▸ **EXERCISE**:
In the records below, find the line containing "pin: blue work"; give it again exactly, along with every line that follows, and nothing else.
--- Begin ---
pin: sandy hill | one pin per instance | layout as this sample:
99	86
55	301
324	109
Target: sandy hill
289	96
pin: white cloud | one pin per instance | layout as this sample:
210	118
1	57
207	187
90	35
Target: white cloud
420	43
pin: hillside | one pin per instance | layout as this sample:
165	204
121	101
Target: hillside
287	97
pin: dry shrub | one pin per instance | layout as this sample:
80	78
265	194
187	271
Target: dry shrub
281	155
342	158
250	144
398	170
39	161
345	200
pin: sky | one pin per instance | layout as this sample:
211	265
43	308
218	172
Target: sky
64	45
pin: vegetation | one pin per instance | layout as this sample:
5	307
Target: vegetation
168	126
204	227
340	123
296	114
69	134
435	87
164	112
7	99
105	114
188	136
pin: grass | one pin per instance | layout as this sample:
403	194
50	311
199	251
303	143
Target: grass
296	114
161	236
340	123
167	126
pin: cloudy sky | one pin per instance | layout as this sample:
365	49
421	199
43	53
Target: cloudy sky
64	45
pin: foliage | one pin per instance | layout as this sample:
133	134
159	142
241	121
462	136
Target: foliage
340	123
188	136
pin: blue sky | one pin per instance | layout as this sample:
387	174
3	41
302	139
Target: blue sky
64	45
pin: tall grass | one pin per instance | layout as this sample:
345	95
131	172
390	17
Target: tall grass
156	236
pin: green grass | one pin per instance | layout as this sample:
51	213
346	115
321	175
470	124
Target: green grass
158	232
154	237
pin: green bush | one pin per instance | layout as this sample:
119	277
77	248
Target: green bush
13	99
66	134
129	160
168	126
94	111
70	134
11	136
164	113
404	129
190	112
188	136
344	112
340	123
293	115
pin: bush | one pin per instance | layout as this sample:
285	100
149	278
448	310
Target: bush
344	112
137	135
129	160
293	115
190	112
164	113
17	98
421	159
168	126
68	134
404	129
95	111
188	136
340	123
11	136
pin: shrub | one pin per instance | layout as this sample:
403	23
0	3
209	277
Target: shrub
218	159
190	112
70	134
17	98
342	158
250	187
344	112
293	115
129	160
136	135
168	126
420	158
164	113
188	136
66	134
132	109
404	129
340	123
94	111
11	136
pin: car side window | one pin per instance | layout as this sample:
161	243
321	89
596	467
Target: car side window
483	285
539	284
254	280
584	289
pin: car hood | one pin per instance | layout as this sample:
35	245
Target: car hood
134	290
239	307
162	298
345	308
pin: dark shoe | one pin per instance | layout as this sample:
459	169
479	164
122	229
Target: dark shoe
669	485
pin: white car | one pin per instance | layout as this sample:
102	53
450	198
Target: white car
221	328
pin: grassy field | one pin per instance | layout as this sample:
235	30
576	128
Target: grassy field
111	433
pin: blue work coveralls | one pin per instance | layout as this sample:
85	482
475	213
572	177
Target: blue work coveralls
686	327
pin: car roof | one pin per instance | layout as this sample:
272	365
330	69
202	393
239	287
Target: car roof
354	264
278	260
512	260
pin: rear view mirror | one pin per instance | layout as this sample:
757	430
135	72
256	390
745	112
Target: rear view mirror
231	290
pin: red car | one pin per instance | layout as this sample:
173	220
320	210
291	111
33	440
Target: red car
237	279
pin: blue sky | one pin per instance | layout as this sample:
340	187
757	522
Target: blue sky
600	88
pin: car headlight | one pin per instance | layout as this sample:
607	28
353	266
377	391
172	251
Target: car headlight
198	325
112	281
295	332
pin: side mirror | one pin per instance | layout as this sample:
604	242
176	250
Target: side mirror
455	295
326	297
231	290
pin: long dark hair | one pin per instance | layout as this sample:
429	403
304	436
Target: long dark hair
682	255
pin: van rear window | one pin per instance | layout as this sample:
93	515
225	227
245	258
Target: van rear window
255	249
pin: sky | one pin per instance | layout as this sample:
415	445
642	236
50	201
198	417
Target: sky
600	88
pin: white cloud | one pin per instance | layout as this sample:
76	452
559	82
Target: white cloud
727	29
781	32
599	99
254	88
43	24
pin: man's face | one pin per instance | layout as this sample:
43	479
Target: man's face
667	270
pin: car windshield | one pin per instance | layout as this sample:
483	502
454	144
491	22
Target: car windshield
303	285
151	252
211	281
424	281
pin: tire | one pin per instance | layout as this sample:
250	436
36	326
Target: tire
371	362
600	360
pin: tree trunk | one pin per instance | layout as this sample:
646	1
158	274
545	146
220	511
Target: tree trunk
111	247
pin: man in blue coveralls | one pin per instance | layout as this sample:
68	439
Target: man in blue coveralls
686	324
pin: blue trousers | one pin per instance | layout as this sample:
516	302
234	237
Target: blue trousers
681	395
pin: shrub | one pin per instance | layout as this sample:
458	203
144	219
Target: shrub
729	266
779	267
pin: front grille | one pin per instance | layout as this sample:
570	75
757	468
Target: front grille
--- End ---
▸ **RESPONSE TO THE EXERCISE**:
pin: blue work coveralls | one pin per instance | layout as this sample:
85	482
475	213
572	177
Target: blue work coveralls
686	327
pin: car roof | one pin per instance | layout as this sample:
272	365
330	69
202	393
239	287
Target: car roof
354	264
278	260
512	260
pin: rear view mirror | one pin per instance | layout as this sample:
757	430
135	72
256	390
745	112
Target: rear view mirror
231	290
pin: red car | one pin per instance | layout as this sample:
173	220
320	210
291	111
33	440
Target: red car
237	279
pin: blue sky | one pin per instance | layout as this sample:
340	187
757	522
Target: blue sky
600	88
pin: car headlight | one pin per instance | layout as this sample:
607	28
353	266
377	391
172	251
Target: car headlight
198	325
112	281
295	332
pin: side mirror | one pin per instance | layout as this sample:
604	242
176	250
Target: side mirror
455	295
326	297
231	290
pin: long dark hair | one pin per instance | layout as this sample:
429	403
304	436
Target: long dark hair
682	255
pin: van rear window | one pin per instance | layout as this sample:
93	515
225	227
245	258
Target: van rear window
255	249
pin: sky | one pin per instance | layout as this sample:
415	445
642	236
50	201
198	417
Target: sky
600	88
pin: white cloud | one pin per instance | layout as this sample:
76	452
559	82
Target: white cloud
727	29
781	32
599	99
254	88
43	24
pin: man's face | one pin per instance | layout as this sample:
43	479
Target: man's face
667	270
pin: car windshield | one pin per instance | layout as this sample:
483	502
454	144
491	22
Target: car windshield
303	285
151	252
211	281
424	281
pin: tire | one pin per instance | layout as this sample:
250	436
36	326
Target: tire
371	362
600	360
pin: tree trunk | one pin per instance | layout as this sample:
646	1
158	274
545	146
220	511
Target: tree trunk
111	247
pin: man in blue coveralls | one pin per instance | layout as this sample:
68	439
Target: man in blue coveralls
686	324
pin: blue trousers | one pin per instance | layout as this sample:
516	302
234	237
Target: blue trousers
681	395
pin: shrub | one pin per instance | layout as this sample:
458	203
144	219
Target: shrub
729	266
779	267
pin: front grille | one pin per instance | layout as this sample:
570	75
757	468
Target: front grille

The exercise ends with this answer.